[DOCUMENT SECTION]
********

It was a customized right card for our lender that wanted pricing a little different than our standard rate card. So I won’t say it was a price reduction. It was just a change in pricing relative to a multiple of different FICOs, some going up, some going down. .

Operator

Our next question comes from the line of Jack Micenko with SFG. Your line is open. .

Jack Micenko - Susquehanna Financial Group

Your NIW trends on a percentage basis were pretty strong in the third quarter relative to the other MIs we track.

Was that all attributable to this single-pay relationship, or did you add incremental customers? Is there anything else you can point to there that drove some of your above-average growth?.

Patrick Sinks

This is Pat. We weren’t adding customers per se because we do business with just about everybody. I think it’s just a better execution. We got a pretty fired up sales organization. We’ve grown our share more than three points since the second quarter of last year. It wasn’t a one particular event that drove share.

In addition to that as we’ve seen changes in movements within the top 20 or so originators in the country, we do pretty well at a lot of those customers. We might not do the best at the very top three of four or five, but as others, mid-sized players become bigger we do pretty well there. We gain share, the point being as they do better we do better. .

********

[WHAT YOU WILL DO]
1) Please write out the stretch of the call transcript from "Was that all" through "do better. .".
2) In the call transcript, by how much has the company grown its share since the second quarter of last year?

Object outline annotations

********

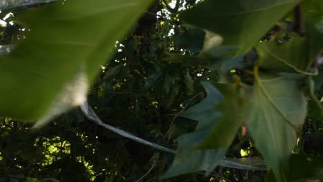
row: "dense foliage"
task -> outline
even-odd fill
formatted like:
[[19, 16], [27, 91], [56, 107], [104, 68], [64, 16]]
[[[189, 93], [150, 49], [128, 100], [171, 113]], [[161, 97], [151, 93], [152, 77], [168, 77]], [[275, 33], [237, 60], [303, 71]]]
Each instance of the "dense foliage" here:
[[0, 181], [323, 179], [323, 1], [30, 1], [0, 13]]

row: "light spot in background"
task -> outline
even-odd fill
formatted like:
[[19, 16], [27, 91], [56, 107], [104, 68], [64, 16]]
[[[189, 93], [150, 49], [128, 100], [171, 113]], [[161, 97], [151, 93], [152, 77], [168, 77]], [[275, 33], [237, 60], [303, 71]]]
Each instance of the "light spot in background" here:
[[9, 12], [8, 14], [7, 14], [3, 17], [3, 20], [6, 20], [6, 19], [8, 19], [8, 18], [10, 18], [10, 17], [13, 17], [13, 13]]

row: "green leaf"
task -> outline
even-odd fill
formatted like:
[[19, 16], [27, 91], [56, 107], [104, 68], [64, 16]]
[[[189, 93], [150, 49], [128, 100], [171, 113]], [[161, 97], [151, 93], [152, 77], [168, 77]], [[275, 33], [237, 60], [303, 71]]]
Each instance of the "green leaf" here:
[[204, 136], [206, 136], [203, 132], [194, 132], [184, 135], [177, 139], [179, 144], [175, 159], [164, 175], [164, 178], [201, 170], [206, 171], [206, 174], [208, 175], [219, 165], [226, 153], [226, 148], [203, 150], [193, 149], [202, 141], [199, 139]]
[[[208, 82], [202, 83], [207, 97], [179, 114], [199, 123], [194, 132], [177, 139], [179, 143], [177, 152], [165, 174], [166, 177], [200, 170], [209, 174], [226, 154], [240, 126], [239, 114], [235, 112], [239, 101], [237, 88], [232, 85], [217, 84], [215, 87]], [[196, 150], [196, 148], [199, 149]]]
[[277, 181], [296, 141], [295, 128], [306, 114], [306, 100], [297, 80], [262, 75], [245, 96], [244, 120], [257, 148]]
[[59, 1], [22, 14], [27, 39], [0, 57], [0, 115], [39, 125], [84, 101], [99, 65], [150, 1]]
[[[212, 108], [213, 112], [219, 111], [220, 117], [211, 118], [215, 125], [213, 128], [210, 125], [211, 132], [198, 145], [199, 149], [228, 148], [242, 125], [239, 110], [242, 106], [242, 100], [239, 97], [237, 86], [217, 83], [215, 87], [222, 94], [223, 99], [221, 103], [213, 105], [203, 106]], [[201, 105], [197, 104], [197, 106]], [[198, 121], [201, 119], [199, 119]]]
[[243, 53], [298, 3], [299, 0], [206, 0], [184, 12], [182, 18], [219, 34], [225, 45], [237, 46]]
[[[323, 157], [309, 154], [292, 154], [287, 170], [287, 181], [321, 181], [323, 179]], [[266, 178], [266, 181], [274, 180], [273, 173]]]
[[174, 46], [177, 49], [184, 48], [195, 54], [203, 48], [204, 34], [199, 29], [188, 28], [180, 34], [174, 35]]
[[[179, 115], [199, 121], [195, 131], [179, 136], [175, 159], [164, 174], [172, 177], [200, 170], [209, 174], [226, 154], [226, 148], [196, 150], [196, 148], [210, 134], [220, 112], [214, 108], [222, 100], [222, 96], [211, 83], [202, 82], [208, 96], [197, 105]], [[210, 127], [211, 126], [211, 127]]]
[[306, 73], [323, 50], [323, 34], [318, 24], [307, 23], [306, 37], [293, 37], [285, 43], [266, 41], [256, 49], [260, 68], [277, 72]]
[[185, 84], [188, 89], [188, 92], [193, 93], [194, 92], [194, 81], [192, 79], [188, 71], [186, 72], [186, 75], [184, 77]]

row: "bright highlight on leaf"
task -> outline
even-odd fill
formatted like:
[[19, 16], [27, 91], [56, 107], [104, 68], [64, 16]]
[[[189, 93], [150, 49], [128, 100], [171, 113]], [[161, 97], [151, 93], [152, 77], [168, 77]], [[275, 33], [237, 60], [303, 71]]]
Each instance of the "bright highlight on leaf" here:
[[149, 0], [68, 0], [21, 15], [27, 39], [0, 57], [0, 115], [36, 127], [79, 105]]

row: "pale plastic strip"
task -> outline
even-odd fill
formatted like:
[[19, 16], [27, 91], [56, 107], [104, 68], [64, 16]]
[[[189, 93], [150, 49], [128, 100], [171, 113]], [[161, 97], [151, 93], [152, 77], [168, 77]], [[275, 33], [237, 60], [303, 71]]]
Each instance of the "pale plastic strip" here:
[[[1, 46], [0, 45], [0, 54], [9, 53], [12, 45]], [[102, 121], [97, 117], [94, 112], [93, 109], [86, 101], [81, 105], [81, 109], [87, 118], [92, 121], [95, 123], [111, 130], [122, 136], [134, 140], [140, 143], [146, 145], [148, 146], [160, 150], [162, 151], [176, 154], [176, 151], [170, 148], [165, 148], [158, 144], [148, 141], [143, 139], [139, 138], [132, 134], [126, 132], [120, 129], [116, 128], [113, 126], [107, 125], [102, 122]], [[266, 163], [264, 160], [259, 158], [244, 158], [244, 159], [233, 159], [233, 158], [224, 158], [221, 160], [219, 165], [226, 168], [235, 168], [244, 170], [267, 170]]]
[[0, 0], [0, 10], [53, 2], [55, 0]]

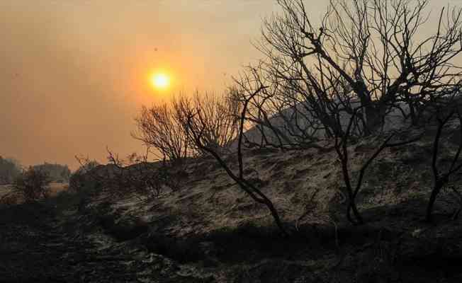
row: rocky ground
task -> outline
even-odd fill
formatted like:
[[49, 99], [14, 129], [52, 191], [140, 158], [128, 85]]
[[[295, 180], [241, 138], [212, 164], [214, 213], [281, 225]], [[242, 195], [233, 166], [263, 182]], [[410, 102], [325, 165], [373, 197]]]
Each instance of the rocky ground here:
[[[371, 149], [350, 149], [352, 170]], [[247, 152], [246, 175], [274, 201], [289, 238], [210, 158], [187, 163], [179, 187], [157, 198], [64, 192], [5, 207], [0, 282], [460, 282], [462, 221], [451, 219], [450, 190], [434, 222], [423, 221], [428, 152], [422, 142], [381, 156], [358, 226], [344, 216], [334, 152]]]

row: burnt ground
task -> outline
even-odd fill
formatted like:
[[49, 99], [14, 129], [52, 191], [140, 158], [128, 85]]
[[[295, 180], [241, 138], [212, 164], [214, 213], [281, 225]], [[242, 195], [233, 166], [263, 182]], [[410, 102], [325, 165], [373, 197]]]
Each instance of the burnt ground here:
[[100, 233], [74, 209], [76, 197], [62, 195], [0, 209], [1, 282], [205, 282], [177, 275], [174, 262], [142, 246]]
[[436, 224], [424, 224], [417, 200], [386, 207], [385, 214], [365, 211], [370, 224], [340, 226], [337, 240], [332, 227], [304, 226], [283, 238], [271, 227], [251, 224], [171, 238], [117, 220], [108, 203], [79, 210], [78, 202], [63, 193], [0, 210], [0, 282], [462, 280], [462, 224], [444, 214], [436, 214]]
[[[429, 149], [374, 162], [357, 200], [361, 226], [345, 219], [334, 153], [248, 152], [246, 176], [274, 200], [290, 238], [211, 159], [186, 163], [179, 187], [155, 198], [63, 192], [0, 208], [0, 282], [461, 282], [457, 195], [445, 189], [434, 222], [423, 221]], [[352, 170], [373, 149], [352, 146]]]

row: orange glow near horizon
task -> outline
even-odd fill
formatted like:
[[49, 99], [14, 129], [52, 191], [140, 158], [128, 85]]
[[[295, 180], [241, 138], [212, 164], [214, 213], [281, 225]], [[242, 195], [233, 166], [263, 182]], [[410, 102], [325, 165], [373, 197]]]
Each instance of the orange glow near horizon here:
[[164, 90], [170, 86], [170, 76], [165, 73], [156, 73], [151, 77], [152, 86], [157, 90]]

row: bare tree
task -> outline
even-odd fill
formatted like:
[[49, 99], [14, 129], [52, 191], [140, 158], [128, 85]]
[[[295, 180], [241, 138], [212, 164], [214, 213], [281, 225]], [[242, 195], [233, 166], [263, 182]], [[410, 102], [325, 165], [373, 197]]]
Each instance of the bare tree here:
[[[237, 149], [236, 156], [238, 163], [237, 172], [234, 172], [230, 164], [225, 160], [222, 154], [216, 150], [213, 146], [210, 146], [208, 136], [207, 134], [209, 117], [208, 113], [203, 111], [201, 107], [194, 107], [191, 104], [183, 105], [179, 109], [183, 113], [183, 125], [184, 129], [191, 139], [194, 142], [196, 146], [203, 152], [206, 152], [213, 156], [220, 166], [226, 171], [227, 175], [239, 185], [239, 187], [245, 192], [252, 199], [260, 204], [264, 204], [270, 211], [273, 219], [279, 230], [284, 236], [288, 236], [288, 233], [284, 227], [279, 214], [276, 210], [271, 200], [264, 194], [252, 182], [247, 180], [244, 175], [244, 163], [242, 157], [242, 140], [244, 138], [244, 124], [246, 122], [246, 113], [249, 102], [254, 96], [257, 96], [260, 91], [265, 88], [265, 86], [260, 86], [255, 90], [252, 96], [242, 102], [242, 110], [240, 115], [239, 124], [237, 129], [237, 136], [234, 137], [237, 139]], [[192, 106], [192, 107], [191, 107]], [[196, 105], [198, 106], [198, 105]]]
[[46, 172], [29, 167], [16, 178], [13, 188], [23, 195], [26, 202], [33, 202], [49, 196], [50, 183], [50, 178]]
[[162, 154], [160, 159], [179, 161], [193, 154], [171, 105], [164, 103], [150, 108], [143, 106], [135, 122], [137, 131], [132, 136], [159, 151]]
[[[453, 122], [456, 120], [458, 123], [458, 130], [461, 131], [462, 135], [462, 115], [461, 114], [459, 102], [458, 100], [454, 99], [454, 95], [446, 101], [435, 102], [432, 105], [436, 108], [436, 113], [434, 120], [436, 122], [436, 132], [434, 136], [433, 142], [433, 154], [432, 158], [432, 172], [433, 174], [433, 187], [429, 198], [428, 204], [427, 207], [426, 220], [427, 221], [432, 221], [432, 214], [433, 212], [434, 202], [436, 200], [438, 195], [441, 189], [447, 185], [453, 178], [456, 173], [461, 171], [462, 168], [462, 162], [460, 161], [461, 152], [462, 151], [462, 142], [459, 142], [458, 147], [452, 156], [451, 165], [444, 169], [442, 168], [441, 164], [439, 163], [439, 159], [441, 158], [441, 144], [443, 142], [443, 132], [445, 127], [448, 127], [450, 122]], [[453, 131], [453, 128], [452, 129]], [[451, 187], [453, 191], [456, 195], [457, 197], [461, 197], [460, 192], [453, 186]], [[462, 199], [460, 199], [462, 200]], [[459, 212], [454, 214], [456, 217]]]
[[[230, 93], [232, 91], [232, 89], [229, 91]], [[184, 115], [188, 109], [200, 109], [201, 115], [204, 118], [203, 140], [208, 147], [218, 151], [226, 151], [230, 143], [237, 137], [240, 104], [232, 96], [200, 94], [196, 92], [192, 97], [182, 96], [174, 99], [171, 105], [174, 115], [181, 121], [183, 130], [187, 120]], [[193, 140], [189, 142], [191, 148], [196, 151], [202, 151], [202, 149], [197, 147]]]
[[339, 104], [351, 114], [352, 102], [366, 134], [402, 105], [415, 124], [429, 96], [458, 82], [460, 9], [443, 8], [435, 33], [419, 39], [427, 0], [332, 0], [317, 28], [303, 0], [278, 3], [283, 13], [264, 21], [259, 46], [264, 71], [302, 94], [328, 132], [339, 130], [329, 114]]

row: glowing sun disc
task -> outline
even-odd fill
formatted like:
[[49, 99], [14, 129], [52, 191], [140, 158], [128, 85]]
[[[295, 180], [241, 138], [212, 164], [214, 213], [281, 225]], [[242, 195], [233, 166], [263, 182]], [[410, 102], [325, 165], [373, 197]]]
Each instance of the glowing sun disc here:
[[152, 85], [158, 89], [164, 89], [170, 85], [170, 78], [165, 74], [156, 74], [152, 78]]

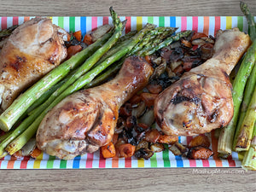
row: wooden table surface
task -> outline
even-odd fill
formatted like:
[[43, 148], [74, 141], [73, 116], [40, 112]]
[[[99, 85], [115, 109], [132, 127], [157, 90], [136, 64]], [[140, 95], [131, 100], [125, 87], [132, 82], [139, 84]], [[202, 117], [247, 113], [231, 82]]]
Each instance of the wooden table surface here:
[[[238, 0], [1, 0], [2, 16], [242, 15]], [[245, 1], [256, 15], [256, 1]], [[256, 191], [256, 172], [241, 168], [1, 170], [0, 191]]]

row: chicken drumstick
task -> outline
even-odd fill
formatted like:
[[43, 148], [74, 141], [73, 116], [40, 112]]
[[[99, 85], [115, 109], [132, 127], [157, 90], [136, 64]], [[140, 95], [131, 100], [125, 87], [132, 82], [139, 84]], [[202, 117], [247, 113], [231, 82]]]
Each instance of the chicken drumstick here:
[[237, 28], [219, 31], [212, 58], [161, 92], [154, 116], [167, 135], [193, 136], [225, 126], [233, 117], [229, 74], [250, 44]]
[[50, 155], [69, 160], [108, 143], [119, 108], [148, 84], [152, 73], [144, 59], [131, 56], [125, 59], [113, 80], [66, 97], [41, 122], [38, 147]]

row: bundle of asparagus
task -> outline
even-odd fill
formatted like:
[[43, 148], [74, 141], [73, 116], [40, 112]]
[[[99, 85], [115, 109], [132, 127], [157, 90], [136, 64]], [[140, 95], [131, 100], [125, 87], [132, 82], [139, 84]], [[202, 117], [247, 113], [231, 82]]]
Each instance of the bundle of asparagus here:
[[230, 155], [232, 149], [247, 151], [242, 166], [255, 170], [256, 28], [254, 17], [247, 5], [241, 2], [240, 7], [247, 20], [253, 44], [248, 49], [233, 82], [234, 116], [228, 126], [222, 130], [218, 152], [221, 155]]
[[13, 154], [35, 136], [45, 114], [63, 98], [106, 79], [120, 68], [124, 58], [135, 54], [152, 54], [162, 48], [159, 44], [167, 46], [191, 33], [191, 31], [185, 31], [172, 36], [177, 28], [147, 24], [140, 32], [120, 38], [125, 22], [119, 20], [112, 8], [110, 13], [114, 25], [113, 30], [52, 70], [1, 114], [0, 127], [4, 131], [22, 119], [15, 130], [0, 137], [1, 157], [7, 152]]

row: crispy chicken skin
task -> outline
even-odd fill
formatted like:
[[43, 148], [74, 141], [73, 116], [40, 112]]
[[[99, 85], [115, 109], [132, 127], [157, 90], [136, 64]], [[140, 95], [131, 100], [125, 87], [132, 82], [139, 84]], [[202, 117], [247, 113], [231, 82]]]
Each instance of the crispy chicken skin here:
[[108, 143], [119, 108], [148, 84], [152, 73], [144, 59], [131, 56], [125, 59], [113, 80], [66, 97], [41, 122], [38, 147], [50, 155], [69, 160]]
[[212, 58], [161, 92], [154, 116], [165, 134], [193, 136], [225, 126], [233, 117], [229, 74], [250, 45], [237, 28], [219, 31]]
[[65, 30], [35, 18], [17, 27], [0, 53], [0, 103], [5, 110], [18, 95], [67, 56]]

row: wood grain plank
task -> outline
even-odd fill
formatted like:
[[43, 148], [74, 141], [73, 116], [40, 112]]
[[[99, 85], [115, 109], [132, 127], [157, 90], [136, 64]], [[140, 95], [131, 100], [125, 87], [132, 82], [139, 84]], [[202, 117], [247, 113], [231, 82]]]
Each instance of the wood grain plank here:
[[[245, 1], [256, 13], [256, 1]], [[239, 0], [0, 0], [2, 16], [242, 15]], [[0, 170], [0, 191], [255, 191], [256, 172], [238, 168]]]

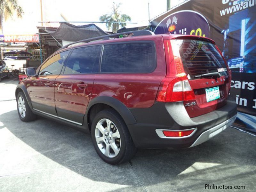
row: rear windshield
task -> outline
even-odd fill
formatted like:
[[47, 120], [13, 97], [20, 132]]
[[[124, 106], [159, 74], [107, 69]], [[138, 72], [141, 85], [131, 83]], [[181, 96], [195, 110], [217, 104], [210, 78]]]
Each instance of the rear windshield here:
[[214, 72], [219, 72], [221, 76], [227, 75], [227, 66], [214, 44], [198, 40], [175, 41], [177, 41], [175, 44], [180, 47], [185, 72], [192, 79], [195, 76]]
[[100, 71], [107, 73], [150, 73], [156, 68], [153, 43], [105, 44]]

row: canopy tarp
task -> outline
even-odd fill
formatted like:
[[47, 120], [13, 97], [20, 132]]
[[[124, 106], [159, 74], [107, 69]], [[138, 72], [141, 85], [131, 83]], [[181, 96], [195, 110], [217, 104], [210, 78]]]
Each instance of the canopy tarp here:
[[108, 35], [93, 24], [76, 26], [62, 23], [56, 31], [44, 30], [56, 39], [73, 42]]

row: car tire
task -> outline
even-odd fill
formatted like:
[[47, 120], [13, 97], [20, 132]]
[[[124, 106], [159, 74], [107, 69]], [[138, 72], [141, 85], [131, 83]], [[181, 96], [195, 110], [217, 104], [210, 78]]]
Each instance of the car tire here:
[[20, 92], [18, 94], [16, 100], [18, 114], [21, 121], [27, 122], [36, 119], [36, 116], [29, 107], [23, 92]]
[[99, 112], [94, 118], [91, 127], [93, 146], [105, 162], [120, 164], [129, 160], [135, 155], [136, 148], [127, 126], [115, 110]]

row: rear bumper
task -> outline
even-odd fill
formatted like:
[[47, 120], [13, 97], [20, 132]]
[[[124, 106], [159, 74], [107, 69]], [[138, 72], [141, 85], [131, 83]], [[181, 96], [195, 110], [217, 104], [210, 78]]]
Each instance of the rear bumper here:
[[202, 143], [224, 131], [233, 124], [236, 117], [236, 115], [229, 119], [203, 132], [189, 147], [195, 147]]
[[[236, 104], [230, 99], [222, 108], [193, 118], [188, 116], [182, 102], [156, 102], [151, 108], [130, 109], [138, 122], [128, 125], [135, 146], [150, 148], [179, 149], [199, 145], [232, 124], [237, 113]], [[192, 129], [196, 131], [189, 137], [178, 139], [157, 133], [157, 130]]]

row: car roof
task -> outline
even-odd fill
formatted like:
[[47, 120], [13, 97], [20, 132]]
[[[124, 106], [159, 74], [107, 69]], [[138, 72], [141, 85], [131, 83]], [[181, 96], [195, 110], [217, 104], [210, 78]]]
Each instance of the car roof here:
[[123, 42], [139, 41], [152, 41], [154, 39], [158, 38], [161, 38], [164, 40], [168, 39], [195, 39], [201, 40], [204, 41], [208, 41], [215, 44], [215, 42], [212, 39], [200, 36], [194, 35], [184, 35], [182, 34], [172, 34], [170, 33], [163, 34], [152, 35], [144, 35], [138, 36], [130, 36], [121, 38], [113, 38], [108, 40], [102, 40], [91, 41], [88, 43], [79, 43], [79, 44], [74, 44], [70, 45], [69, 46], [64, 49], [60, 48], [54, 54], [58, 52], [62, 52], [68, 50], [69, 50], [73, 48], [76, 48], [80, 47], [84, 47], [91, 45], [100, 45], [105, 44], [108, 43], [117, 43]]

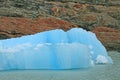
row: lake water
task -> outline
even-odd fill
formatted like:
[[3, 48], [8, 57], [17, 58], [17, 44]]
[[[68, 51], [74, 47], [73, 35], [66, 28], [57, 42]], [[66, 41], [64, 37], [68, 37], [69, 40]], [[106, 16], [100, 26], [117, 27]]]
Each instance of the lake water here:
[[0, 71], [0, 80], [120, 80], [120, 53], [111, 51], [114, 64], [76, 70]]

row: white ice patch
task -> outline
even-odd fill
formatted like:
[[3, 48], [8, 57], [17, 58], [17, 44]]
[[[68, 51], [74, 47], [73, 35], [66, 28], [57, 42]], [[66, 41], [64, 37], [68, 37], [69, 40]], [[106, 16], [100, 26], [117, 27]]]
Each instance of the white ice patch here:
[[0, 50], [0, 53], [14, 53], [14, 52], [19, 52], [20, 50], [26, 49], [27, 47], [31, 47], [31, 44], [24, 43], [24, 44], [16, 45], [14, 47], [2, 48]]
[[98, 55], [96, 58], [96, 63], [105, 64], [108, 63], [108, 59], [105, 56]]
[[93, 46], [92, 46], [92, 45], [89, 45], [88, 47], [89, 47], [90, 49], [93, 49]]
[[37, 44], [34, 49], [39, 50], [42, 46], [44, 46], [44, 44]]

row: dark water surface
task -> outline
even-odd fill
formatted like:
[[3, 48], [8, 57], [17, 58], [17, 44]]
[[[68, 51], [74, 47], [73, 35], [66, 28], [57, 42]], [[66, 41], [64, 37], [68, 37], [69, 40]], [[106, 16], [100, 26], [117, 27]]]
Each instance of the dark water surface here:
[[0, 71], [0, 80], [120, 80], [120, 53], [111, 51], [114, 64], [76, 70]]

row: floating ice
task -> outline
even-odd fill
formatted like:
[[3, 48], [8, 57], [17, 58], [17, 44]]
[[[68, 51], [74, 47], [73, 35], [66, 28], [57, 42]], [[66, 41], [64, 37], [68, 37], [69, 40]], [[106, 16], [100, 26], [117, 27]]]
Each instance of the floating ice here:
[[92, 32], [73, 28], [0, 40], [0, 70], [74, 69], [112, 63]]

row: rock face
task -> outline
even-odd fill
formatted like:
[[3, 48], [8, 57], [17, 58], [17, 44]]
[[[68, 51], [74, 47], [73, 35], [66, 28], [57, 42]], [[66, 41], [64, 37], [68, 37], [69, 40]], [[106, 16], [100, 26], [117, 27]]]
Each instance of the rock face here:
[[54, 17], [88, 30], [95, 26], [120, 29], [119, 3], [120, 0], [1, 0], [0, 16]]
[[93, 30], [108, 50], [120, 51], [120, 30], [108, 27], [96, 27]]
[[72, 27], [120, 50], [120, 0], [0, 0], [0, 39]]
[[[77, 27], [67, 21], [55, 18], [13, 18], [0, 17], [0, 39], [19, 37], [51, 29], [69, 30]], [[120, 30], [108, 27], [95, 27], [93, 32], [108, 50], [120, 51]]]
[[14, 17], [0, 17], [0, 39], [11, 37], [19, 37], [22, 35], [35, 34], [51, 29], [72, 28], [73, 24], [67, 21], [55, 18], [14, 18]]

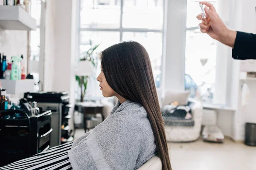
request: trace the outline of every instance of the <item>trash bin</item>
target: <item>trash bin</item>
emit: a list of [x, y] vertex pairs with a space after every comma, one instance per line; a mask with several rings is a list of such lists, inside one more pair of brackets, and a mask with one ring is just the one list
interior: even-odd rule
[[246, 123], [245, 124], [244, 144], [256, 146], [256, 123]]

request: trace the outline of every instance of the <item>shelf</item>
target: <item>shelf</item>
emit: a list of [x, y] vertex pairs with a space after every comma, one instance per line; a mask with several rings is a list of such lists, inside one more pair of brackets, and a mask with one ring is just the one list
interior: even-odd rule
[[236, 111], [236, 109], [223, 105], [203, 103], [203, 107], [204, 109], [218, 109], [229, 111]]
[[6, 90], [7, 94], [19, 94], [34, 90], [35, 81], [33, 79], [20, 80], [0, 79], [0, 82], [2, 88]]
[[66, 142], [72, 142], [74, 140], [73, 136], [70, 136], [68, 139], [63, 139], [63, 141], [61, 141], [61, 143], [64, 144]]
[[20, 6], [0, 6], [0, 27], [8, 30], [35, 30], [35, 20]]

********

[SOLVED PROBLEMS]
1)
Was that all attributable to this single-pay relationship, or did you add incremental customers? Is there anything else you can point to there that drove some of your above-average growth?.

Patrick Sinks

This is Pat. We weren’t adding customers per se because we do business with just about everybody. I think it’s just a better execution. We got a pretty fired up sales organization. We’ve grown our share more than three points since the second quarter of last year. It wasn’t a one particular event that drove share.

In addition to that as we’ve seen changes in movements within the top 20 or so originators in the country, we do pretty well at a lot of those customers. We might not do the best at the very top three of four or five, but as others, mid-sized players become bigger we do pretty well there. We gain share, the point being as they do better we do better. .

2) More than three points.